Task instructions: Convert everything from the entry containing "Exercise. Point to the white wall" down through the end of the entries into a two-column CSV headed instruction and response, one row per entry. Enclose each field in double quotes and replace any line breaks within a field with spaces.

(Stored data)
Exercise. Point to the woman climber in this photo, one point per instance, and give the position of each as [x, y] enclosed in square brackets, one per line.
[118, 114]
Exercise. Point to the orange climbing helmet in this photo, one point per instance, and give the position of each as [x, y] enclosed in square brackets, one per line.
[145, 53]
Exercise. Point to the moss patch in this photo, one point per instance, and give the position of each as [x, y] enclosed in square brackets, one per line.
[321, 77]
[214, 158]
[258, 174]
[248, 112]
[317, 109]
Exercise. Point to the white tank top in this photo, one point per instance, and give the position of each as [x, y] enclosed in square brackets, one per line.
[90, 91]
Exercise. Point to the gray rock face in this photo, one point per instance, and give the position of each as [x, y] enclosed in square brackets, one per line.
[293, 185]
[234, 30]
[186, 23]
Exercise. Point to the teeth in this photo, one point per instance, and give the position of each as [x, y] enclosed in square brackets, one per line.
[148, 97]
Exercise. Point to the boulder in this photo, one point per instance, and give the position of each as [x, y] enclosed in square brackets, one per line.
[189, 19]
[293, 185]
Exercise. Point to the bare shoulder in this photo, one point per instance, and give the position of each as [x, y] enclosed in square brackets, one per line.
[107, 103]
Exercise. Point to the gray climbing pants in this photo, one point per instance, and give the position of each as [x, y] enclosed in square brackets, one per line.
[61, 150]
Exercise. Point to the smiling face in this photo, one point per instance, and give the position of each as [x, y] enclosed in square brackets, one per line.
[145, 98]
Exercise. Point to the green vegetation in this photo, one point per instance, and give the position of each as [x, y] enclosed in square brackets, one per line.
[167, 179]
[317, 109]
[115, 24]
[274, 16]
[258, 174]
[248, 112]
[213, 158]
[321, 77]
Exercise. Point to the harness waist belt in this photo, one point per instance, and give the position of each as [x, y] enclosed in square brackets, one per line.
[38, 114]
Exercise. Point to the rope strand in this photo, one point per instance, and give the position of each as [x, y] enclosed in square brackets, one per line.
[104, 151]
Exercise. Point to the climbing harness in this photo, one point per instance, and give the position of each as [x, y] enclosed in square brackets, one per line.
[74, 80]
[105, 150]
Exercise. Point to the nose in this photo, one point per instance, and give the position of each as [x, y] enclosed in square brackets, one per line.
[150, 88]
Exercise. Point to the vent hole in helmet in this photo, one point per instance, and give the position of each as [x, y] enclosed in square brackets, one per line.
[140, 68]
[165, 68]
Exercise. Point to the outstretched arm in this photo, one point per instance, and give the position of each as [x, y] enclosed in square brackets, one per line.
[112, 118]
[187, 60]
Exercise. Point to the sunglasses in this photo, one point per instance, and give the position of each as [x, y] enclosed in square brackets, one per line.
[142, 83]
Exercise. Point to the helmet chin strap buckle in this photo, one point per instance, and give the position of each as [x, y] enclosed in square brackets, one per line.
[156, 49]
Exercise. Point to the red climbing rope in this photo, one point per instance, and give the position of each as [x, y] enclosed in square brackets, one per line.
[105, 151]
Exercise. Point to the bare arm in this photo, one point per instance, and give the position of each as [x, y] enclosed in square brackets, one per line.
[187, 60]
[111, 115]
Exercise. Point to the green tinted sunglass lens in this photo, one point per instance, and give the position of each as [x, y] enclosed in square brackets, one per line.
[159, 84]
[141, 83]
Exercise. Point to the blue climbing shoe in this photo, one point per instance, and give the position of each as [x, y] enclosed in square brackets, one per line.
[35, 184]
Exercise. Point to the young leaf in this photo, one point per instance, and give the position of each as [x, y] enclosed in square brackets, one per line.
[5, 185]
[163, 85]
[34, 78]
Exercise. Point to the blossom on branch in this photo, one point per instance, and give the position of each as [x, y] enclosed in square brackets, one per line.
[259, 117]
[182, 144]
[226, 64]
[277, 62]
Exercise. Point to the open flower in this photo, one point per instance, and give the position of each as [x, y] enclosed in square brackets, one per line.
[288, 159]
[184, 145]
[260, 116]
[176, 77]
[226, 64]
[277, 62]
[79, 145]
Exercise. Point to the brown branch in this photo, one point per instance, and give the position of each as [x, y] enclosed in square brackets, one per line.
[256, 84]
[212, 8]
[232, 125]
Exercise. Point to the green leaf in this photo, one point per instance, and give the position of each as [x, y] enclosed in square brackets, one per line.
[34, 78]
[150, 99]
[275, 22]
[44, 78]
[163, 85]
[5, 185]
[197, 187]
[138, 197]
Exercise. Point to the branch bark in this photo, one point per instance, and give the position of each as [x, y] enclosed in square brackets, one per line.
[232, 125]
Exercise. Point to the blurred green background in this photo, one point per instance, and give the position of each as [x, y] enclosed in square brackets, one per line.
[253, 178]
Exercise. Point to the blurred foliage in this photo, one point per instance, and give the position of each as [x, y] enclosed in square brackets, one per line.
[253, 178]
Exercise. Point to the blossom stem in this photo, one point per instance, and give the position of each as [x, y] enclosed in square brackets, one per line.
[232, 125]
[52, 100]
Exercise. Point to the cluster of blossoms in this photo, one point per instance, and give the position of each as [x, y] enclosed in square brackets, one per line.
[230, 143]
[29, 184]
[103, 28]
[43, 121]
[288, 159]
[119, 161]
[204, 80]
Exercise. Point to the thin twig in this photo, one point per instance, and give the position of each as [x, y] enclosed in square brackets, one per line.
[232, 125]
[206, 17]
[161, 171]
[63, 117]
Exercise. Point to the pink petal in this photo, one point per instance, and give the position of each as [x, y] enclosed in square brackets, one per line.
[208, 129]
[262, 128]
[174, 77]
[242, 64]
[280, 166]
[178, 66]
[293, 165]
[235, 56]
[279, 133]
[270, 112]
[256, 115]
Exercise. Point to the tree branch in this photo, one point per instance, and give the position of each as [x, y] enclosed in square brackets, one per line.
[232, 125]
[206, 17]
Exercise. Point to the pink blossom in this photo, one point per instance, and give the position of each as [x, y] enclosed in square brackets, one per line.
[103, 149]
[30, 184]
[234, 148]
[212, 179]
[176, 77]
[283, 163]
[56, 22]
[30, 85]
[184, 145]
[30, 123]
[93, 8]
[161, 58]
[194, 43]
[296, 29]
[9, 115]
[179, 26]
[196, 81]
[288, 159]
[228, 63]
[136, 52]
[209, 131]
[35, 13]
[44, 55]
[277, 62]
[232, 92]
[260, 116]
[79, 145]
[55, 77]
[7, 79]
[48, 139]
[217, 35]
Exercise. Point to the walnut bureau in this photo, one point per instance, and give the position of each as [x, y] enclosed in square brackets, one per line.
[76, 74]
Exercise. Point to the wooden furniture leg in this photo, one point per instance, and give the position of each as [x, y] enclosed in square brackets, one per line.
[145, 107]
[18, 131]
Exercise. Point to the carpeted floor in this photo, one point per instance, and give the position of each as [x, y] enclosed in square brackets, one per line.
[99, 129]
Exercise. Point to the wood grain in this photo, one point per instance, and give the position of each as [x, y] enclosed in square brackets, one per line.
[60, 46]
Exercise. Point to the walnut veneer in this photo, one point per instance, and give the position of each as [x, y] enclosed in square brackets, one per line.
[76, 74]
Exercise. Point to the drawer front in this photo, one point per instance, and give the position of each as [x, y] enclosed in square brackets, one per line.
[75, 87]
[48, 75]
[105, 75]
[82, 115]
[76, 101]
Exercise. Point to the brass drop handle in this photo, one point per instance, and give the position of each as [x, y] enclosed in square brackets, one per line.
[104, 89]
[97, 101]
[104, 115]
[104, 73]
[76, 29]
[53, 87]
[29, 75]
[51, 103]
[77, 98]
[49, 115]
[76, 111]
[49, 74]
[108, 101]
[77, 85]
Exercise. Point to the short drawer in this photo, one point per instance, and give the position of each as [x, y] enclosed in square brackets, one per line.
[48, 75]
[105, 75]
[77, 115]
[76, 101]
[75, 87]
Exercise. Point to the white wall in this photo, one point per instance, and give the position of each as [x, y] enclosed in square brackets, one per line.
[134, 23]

Response below:
instruction,response
"Exercise. Point to the white wall in this photo, one point per instance, and give the position of each as [x, y] enclosed in square brackets, one per line.","[134, 23]"